Reproduce exactly, with no other output, every line of the data below from the line containing "the player's face" to the end, inclusive.

DATA PROVIDED:
┏━━
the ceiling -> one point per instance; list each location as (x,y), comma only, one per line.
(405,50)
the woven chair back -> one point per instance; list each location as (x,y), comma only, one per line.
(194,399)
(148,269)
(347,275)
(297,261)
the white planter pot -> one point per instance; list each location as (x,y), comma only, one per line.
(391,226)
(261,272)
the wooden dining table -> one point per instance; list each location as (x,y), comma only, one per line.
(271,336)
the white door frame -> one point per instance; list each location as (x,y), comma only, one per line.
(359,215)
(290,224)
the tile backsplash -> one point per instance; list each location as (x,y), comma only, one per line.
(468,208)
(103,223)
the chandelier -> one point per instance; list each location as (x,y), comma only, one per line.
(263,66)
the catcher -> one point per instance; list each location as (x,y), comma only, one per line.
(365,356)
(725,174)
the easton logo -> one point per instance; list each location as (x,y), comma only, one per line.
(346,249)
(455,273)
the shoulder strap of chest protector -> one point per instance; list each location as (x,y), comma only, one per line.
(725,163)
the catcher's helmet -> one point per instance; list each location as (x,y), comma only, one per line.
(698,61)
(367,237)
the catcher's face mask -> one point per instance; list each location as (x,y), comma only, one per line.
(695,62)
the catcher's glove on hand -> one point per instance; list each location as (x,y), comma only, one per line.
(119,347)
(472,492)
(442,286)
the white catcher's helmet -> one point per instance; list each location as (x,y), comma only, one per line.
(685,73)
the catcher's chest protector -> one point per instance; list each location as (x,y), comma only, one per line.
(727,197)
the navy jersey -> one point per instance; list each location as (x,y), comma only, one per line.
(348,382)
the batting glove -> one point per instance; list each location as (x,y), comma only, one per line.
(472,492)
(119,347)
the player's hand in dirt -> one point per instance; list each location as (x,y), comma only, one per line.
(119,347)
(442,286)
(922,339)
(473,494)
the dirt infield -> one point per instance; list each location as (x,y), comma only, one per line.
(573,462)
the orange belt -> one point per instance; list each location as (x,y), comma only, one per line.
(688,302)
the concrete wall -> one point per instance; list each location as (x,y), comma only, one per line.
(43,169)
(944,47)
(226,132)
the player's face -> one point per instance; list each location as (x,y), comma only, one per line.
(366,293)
┗━━
RESPONSE FOR THIS EXERCISE:
the player's face -> one point per instance; list each location as (x,y), comma only, one per line.
(366,293)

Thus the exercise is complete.